- **Exercise directions**: Starting with the line containing "Note: point out the crowd" and going on through the last line of the listing below, rewrite those lines with "motorcycle" replaced by "motorbike" and nothing else changed.

- **Data listing**:
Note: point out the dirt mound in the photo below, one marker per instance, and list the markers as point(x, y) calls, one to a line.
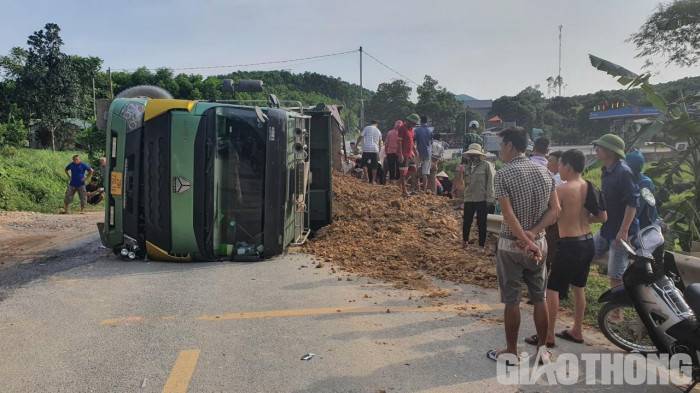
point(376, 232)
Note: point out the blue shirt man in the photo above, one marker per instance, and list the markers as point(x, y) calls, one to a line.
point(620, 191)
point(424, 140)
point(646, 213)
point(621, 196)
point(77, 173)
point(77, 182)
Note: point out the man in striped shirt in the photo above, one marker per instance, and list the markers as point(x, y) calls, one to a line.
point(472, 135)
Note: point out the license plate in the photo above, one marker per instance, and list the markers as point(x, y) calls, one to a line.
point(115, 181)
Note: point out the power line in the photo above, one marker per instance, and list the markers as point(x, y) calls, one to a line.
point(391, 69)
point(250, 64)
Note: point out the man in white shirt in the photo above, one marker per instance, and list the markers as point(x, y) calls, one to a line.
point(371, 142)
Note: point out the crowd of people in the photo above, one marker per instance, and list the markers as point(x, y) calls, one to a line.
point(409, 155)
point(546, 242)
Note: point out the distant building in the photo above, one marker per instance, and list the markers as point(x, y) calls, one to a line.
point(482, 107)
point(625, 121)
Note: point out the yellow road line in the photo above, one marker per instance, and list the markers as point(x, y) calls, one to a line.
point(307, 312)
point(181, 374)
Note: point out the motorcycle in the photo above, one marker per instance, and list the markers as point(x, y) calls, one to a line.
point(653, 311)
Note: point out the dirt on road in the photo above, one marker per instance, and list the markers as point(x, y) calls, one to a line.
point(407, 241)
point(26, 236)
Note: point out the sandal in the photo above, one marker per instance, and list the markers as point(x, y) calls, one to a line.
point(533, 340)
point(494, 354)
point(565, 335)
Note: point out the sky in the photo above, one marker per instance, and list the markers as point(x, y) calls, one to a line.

- **Result of the exercise**:
Note: point out the crowd of people in the photo above, one marker per instance, and list the markers as point(x, y) calls, one to a line.
point(409, 155)
point(546, 242)
Note: point out the distant building in the photo above, one marker per instance, and list the markers as point(x, y) calls, one to a line.
point(482, 107)
point(625, 121)
Note: point out the yellow road line in the photo above, one marker per instance, and list the markers as point(x, y) calls, one to a line.
point(307, 312)
point(181, 374)
Note: point out the motorbike in the photo above, one marker per instance, and list the markers as point(x, y) calls, one to a line.
point(653, 311)
Note: point out the dirt on road in the photo above, one marker per instance, and list the markers as point(x, y) calls, one to a line.
point(407, 241)
point(26, 236)
Note: point out the sandal in the photo above, one marker per instance, and list the markers as point(x, y) calls, one to a line.
point(533, 340)
point(494, 354)
point(565, 335)
Note: point out the sky in the photo above, one marker per instance, and list the markers as point(x, y) calls, one to a line.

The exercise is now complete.